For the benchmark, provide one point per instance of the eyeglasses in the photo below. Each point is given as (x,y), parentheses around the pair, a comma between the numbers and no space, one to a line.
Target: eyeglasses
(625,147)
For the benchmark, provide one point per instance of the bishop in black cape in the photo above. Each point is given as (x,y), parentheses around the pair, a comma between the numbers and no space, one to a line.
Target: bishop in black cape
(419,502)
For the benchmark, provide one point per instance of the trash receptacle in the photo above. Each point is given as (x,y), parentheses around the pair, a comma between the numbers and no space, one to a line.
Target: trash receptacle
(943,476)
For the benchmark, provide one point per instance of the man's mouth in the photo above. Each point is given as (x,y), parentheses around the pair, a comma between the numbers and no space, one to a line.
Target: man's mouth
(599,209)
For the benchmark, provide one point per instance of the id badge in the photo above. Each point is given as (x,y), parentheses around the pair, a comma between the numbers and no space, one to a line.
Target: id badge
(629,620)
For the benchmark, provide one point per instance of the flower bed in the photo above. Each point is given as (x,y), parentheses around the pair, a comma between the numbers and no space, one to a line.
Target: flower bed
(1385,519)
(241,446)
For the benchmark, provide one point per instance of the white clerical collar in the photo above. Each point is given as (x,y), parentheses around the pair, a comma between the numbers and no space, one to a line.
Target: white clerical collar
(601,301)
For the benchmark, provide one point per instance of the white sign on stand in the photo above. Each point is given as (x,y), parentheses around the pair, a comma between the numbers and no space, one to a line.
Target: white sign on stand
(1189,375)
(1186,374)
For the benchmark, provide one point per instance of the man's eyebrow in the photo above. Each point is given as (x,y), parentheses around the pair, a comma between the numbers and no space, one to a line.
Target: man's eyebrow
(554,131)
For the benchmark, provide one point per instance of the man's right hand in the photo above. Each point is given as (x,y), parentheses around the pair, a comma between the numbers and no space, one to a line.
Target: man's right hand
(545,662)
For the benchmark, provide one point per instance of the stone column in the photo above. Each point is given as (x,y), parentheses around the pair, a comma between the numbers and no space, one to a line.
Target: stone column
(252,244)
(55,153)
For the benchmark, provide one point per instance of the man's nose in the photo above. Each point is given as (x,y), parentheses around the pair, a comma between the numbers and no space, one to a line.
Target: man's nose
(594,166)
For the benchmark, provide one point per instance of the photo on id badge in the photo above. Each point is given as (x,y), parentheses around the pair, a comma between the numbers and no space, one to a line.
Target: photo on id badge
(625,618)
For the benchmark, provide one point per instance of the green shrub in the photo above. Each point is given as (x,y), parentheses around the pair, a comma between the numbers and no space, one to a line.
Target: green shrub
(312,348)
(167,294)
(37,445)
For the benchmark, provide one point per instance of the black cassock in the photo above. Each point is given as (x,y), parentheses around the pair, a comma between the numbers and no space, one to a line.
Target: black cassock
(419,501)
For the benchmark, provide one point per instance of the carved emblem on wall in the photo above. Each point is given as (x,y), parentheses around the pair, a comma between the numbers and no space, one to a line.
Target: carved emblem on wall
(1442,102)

+ + + + + + +

▶ [Problem requirements]: Reproduce the material above, every line of it, exactly.

▶ [Full response]:
For the benchmark, provide one point per instance of the eyeglasses in the photo below. Each point is given as (x,y), parentheses around the pair, a comma between the numbers and no space, one to a line.
Target: eyeglasses
(625,147)
For the benchmark, provide one point per instance of the bishop in black cape in the photo above. Each point is given as (x,y), parentheses around the pair, a comma between the numbers and no space, one to a line.
Target: bishop in black cape
(419,502)
For the benchmark, provide one point per instance of the trash receptacle in the photo above. Each point is given as (x,y), parentheses around the pair, a comma between the numbers and no space, one to a line.
Target: trash receptacle
(943,476)
For the benchmark, provide one point per instance of the man's mouth in the photo above. Each point is given as (x,y), parentheses around the pair, a comma between the numbers and no space, one to a line.
Target: man's mouth
(599,209)
For the benchmark, provide one point per instance of the id badge in the photo above. Each point is given as (x,y), parentheses around the pair, a comma between the numbers and no space, one to a line.
Target: id badge
(629,620)
For the benchmark, provide one point per instance of the flower bed in the photo above. Each point is given as (x,y), parentheses around the pair, a comma between the numbers and no space, one to a line.
Target: flower bed
(1385,519)
(241,446)
For the benchmark, provide one point per instance of the white clerical collar in the photo above. Each point is given as (x,y), parentheses around the pair, a comma between the numbers and no space, one to a line.
Target: white clerical collar
(601,301)
For the benchmark, provide one point per instance of the white sign on stand in the photo above. Each point is given as (x,y), parentheses around the pair, a comma between the numbers and no space, one to a line.
Target: white sign on stand
(1189,375)
(1186,374)
For the benchmark, provide one point per instance of the man's eyebrow in the photo above. Each point is given as (x,y), parentheses around the pair, a comma between the numbers and no space, one to a line.
Target: man's eyebrow
(554,131)
For the benchmark, provide one point per instance of the man's right hand in the photo above. Each point is given as (x,y), parentheses around the pair, a comma between the numbers and no space, one to a line.
Target: man's right hand
(545,662)
For the benchmark, provide one point per instance of the stone column in the photo above. Each point is given as (x,y), parentheses around the pair, a comma between the numbers and no space, one to a line.
Target: stone column
(252,244)
(55,153)
For the benchmark, provide one point per instance of the man's nose in the photo above. Each point is given as (x,y), parentheses around the pair, a comma between the numbers and no space, one to a line.
Target: man's nose
(594,166)
For the benchmark, provide one point per instance of the photo on id badge in the photo above. Each point is given as (x,y), parentheses around the pair, a comma between the numbers and no space, one to a line.
Target: photo on id badge
(625,618)
For the benchmark, provide one point per instance of the green shrub in the photo above. Each point is given as (x,y), parentheses around the pair, a comma between the numbers and no space, one to a line.
Target: green shrub
(312,348)
(167,294)
(37,445)
For the benchmark, provide one point per instance of the black cassock in the photo above. Each point is given as (x,y), parentheses around the pair, a comma between the numbers and no space, one to a line.
Target: black cassock
(419,501)
For the benchmark, provide one point per instance of the carved emblem on wall in the photo above. Each point is given as (x,y), parentheses around the pair, a comma between the numbers and no space, one to a line.
Target: carved emblem on wall
(1442,102)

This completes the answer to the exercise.